§ Provided passage
......

Re: CUDA Sorting

From: Dann Corbit <DCorbit(at)connx(dot)com>
To: 'Gaetano Mendola' <mendola(at)gmail(dot)com>, Peter Geoghegan <peter(at)2ndquadrant(dot)com>, "pgsql-hackers(at)postgresql(dot)org" <pgsql-hackers(at)postgresql(dot)org>
Subject: Re: CUDA Sorting
Date: 2012-02-16 00:37:40
Message-ID: 87F42982BF2B434F831FCEF4C45FC33E505D48EE@EXCHANGE.corporate.connx.com
Views: Raw Message | Whole Thread | Download mbox | Resend email
Thread:
Lists: pgsql-hackers

-----Original Message-----
From: pgsql-hackers-owner(at)postgresql(dot)org [mailto:pgsql-hackers-owner(at)postgresql(dot)org] On Behalf Of Gaetano Mendola
Sent: Wednesday, February 15, 2012 2:54 PM
To: Peter Geoghegan; pgsql-hackers(at)postgresql(dot)org
Subject: Re: [HACKERS] CUDA Sorting

On 15/02/2012 23:11, Peter Geoghegan wrote:
> On 15 February 2012 20:00, Gaetano Mendola<mendola(at)gmail(dot)com> wrote:
>> On 13/02/2012 19:48, Greg Stark wrote:
>>>
>>> I don't think we should be looking at either CUDA or OpenCL directly.

......

§ Request 1
Answer these questions about the CUDA sorting message:
(a) What date and time appear on the reply from Dann Corbit?
(b) On what day and at what time was Gaetano Mendola's message sent?
(c) Who is quoted as writing, "I don't think we should be looking at either CUDA or OpenCL directly"?
§ Request 2
Return the CUDA sorting message from "On 15/02/2012 23:11, Peter" to "or OpenCL directly.", with every character copied unchanged.

......

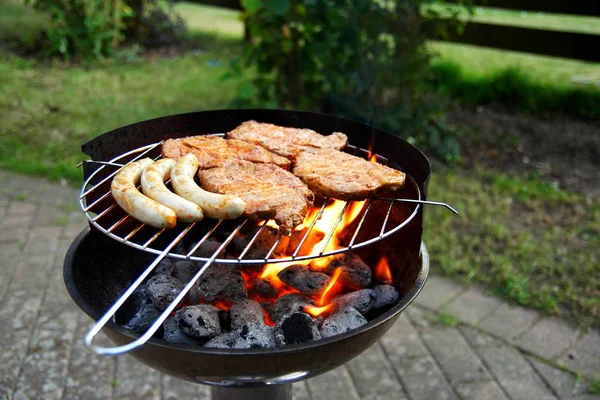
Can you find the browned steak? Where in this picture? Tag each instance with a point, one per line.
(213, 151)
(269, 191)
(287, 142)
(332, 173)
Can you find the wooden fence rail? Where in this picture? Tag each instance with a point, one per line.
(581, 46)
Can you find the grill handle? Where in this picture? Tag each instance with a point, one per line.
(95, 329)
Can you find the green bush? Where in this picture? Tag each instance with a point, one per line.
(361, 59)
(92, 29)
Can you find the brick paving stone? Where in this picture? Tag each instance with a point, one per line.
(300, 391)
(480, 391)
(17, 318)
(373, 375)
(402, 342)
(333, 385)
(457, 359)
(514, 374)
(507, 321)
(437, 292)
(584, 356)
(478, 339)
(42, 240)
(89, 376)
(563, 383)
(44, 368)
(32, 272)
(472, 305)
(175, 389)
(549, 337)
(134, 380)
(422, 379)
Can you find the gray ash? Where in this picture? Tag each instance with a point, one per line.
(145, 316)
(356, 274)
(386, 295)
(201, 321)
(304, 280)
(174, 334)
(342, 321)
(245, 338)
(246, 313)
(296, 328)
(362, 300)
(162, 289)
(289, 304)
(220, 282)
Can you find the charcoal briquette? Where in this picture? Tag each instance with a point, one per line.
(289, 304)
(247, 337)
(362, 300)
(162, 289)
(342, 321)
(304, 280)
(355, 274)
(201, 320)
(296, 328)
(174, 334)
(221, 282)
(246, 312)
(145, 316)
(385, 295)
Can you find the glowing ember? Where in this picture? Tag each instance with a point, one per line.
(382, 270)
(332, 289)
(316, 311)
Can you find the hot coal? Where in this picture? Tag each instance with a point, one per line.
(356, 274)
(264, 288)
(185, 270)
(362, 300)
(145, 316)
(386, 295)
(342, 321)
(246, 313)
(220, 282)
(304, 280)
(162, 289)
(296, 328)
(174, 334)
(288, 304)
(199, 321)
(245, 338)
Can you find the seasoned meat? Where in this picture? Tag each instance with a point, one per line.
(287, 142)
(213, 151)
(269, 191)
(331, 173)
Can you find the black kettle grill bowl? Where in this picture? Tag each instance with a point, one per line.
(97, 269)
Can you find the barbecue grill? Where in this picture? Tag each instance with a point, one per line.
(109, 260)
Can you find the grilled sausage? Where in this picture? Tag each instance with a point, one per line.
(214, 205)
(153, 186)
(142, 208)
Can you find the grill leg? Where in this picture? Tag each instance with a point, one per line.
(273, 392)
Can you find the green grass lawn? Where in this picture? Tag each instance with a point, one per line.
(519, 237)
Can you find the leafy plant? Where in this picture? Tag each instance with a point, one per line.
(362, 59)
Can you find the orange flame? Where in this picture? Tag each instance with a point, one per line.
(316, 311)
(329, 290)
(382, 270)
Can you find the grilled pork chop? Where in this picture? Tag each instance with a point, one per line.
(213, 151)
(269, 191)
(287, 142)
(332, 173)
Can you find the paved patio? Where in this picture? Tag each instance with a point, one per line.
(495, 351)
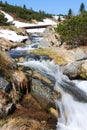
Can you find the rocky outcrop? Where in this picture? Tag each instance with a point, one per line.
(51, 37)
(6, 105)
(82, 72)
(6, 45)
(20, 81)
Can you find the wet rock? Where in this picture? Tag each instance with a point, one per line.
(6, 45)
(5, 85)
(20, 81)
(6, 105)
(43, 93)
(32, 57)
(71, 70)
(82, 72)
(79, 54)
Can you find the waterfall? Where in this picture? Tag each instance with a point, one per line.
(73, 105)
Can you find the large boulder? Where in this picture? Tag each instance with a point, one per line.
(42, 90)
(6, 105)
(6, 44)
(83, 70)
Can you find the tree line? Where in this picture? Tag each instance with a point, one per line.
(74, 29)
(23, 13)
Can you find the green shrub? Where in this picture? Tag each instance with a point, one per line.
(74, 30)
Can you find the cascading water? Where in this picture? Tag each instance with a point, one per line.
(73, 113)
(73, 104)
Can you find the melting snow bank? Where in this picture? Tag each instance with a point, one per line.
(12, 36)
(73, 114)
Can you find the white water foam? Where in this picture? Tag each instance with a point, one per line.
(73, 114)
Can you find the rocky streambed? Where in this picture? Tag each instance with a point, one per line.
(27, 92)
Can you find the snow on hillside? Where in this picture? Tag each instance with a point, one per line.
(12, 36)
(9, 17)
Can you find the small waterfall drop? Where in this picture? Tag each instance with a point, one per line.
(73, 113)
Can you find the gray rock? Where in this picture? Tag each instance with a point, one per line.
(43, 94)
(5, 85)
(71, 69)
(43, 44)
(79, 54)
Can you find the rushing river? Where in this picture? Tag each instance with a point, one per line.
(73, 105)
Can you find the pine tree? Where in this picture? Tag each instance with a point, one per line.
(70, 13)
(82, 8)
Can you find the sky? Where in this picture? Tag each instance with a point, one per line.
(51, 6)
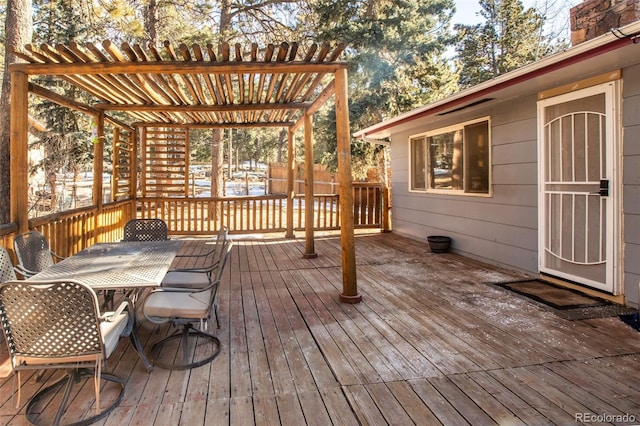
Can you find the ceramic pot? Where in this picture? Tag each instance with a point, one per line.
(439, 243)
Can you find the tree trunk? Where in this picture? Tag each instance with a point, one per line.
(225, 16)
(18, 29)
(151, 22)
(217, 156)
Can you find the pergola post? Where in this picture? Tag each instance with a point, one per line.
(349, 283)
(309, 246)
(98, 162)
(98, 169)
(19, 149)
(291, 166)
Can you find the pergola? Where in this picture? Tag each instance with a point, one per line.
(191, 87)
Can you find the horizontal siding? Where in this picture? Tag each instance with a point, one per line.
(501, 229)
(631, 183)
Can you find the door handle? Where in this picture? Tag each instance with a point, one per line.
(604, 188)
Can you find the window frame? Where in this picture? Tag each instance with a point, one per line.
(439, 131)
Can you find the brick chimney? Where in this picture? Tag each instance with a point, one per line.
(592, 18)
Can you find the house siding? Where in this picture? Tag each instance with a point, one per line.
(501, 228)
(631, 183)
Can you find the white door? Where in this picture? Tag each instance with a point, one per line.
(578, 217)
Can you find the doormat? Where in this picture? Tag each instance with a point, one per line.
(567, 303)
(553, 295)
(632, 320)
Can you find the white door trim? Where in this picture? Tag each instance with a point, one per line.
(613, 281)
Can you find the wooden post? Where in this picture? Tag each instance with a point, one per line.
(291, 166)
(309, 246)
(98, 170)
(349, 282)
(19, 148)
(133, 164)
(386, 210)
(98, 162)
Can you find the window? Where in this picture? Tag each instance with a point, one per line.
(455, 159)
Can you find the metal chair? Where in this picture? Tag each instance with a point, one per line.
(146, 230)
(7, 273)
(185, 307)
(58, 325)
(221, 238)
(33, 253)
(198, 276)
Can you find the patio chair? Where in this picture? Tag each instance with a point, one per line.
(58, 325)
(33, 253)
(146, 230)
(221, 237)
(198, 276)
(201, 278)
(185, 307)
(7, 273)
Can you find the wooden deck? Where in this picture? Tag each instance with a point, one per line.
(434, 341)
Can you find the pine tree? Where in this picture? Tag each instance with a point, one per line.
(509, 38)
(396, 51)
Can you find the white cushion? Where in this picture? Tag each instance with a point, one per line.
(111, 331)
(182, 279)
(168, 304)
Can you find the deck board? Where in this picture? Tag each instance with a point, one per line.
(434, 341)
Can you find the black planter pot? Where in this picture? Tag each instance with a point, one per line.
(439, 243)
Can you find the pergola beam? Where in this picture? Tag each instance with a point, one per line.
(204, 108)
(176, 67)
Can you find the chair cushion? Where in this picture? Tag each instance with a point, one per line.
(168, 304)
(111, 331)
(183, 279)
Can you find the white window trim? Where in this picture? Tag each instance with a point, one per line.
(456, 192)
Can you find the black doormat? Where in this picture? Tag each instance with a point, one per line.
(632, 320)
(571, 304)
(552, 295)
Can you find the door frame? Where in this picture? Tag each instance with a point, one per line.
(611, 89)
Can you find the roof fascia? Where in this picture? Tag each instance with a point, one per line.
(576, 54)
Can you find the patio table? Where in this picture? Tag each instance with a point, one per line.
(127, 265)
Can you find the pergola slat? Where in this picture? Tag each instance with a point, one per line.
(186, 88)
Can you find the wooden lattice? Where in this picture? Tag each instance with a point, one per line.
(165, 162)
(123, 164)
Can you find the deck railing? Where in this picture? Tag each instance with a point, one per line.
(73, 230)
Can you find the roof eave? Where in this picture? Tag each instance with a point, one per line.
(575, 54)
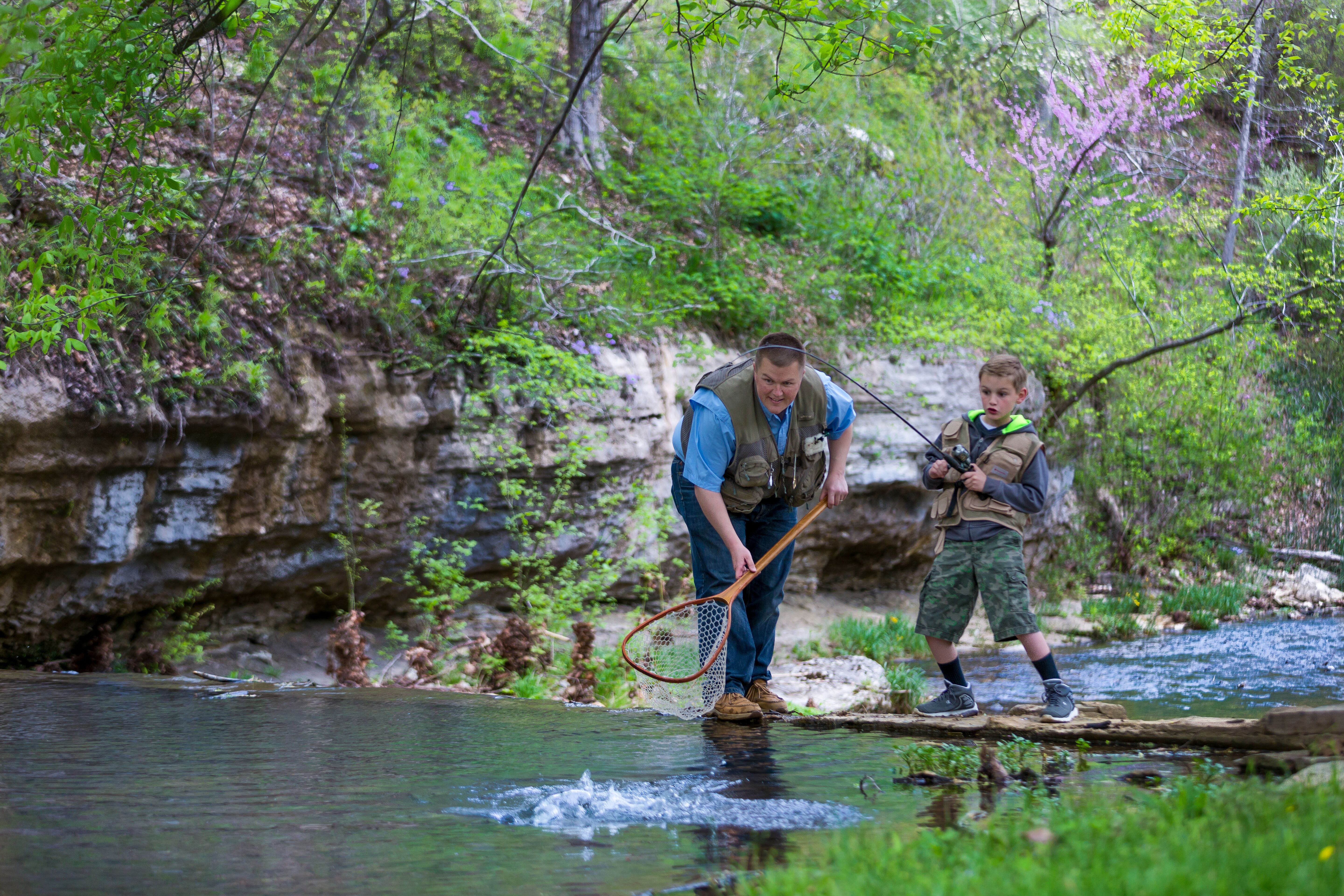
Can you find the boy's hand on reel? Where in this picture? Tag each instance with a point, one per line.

......

§ Exercise solution 1
(a) 2012-02-16 00:37:40
(b) Wednesday, February 15, 2012, at 2:54 PM
(c) Greg Stark

§ Exercise solution 2
On 15/02/2012 23:11, Peter Geoghegan wrote:
> On 15 February 2012 20:00, Gaetano Mendola<mendola(at)gmail(dot)com> wrote:
>> On 13/02/2012 19:48, Greg Stark wrote:
>>>
>>> I don't think we should be looking at either CUDA or OpenCL directly.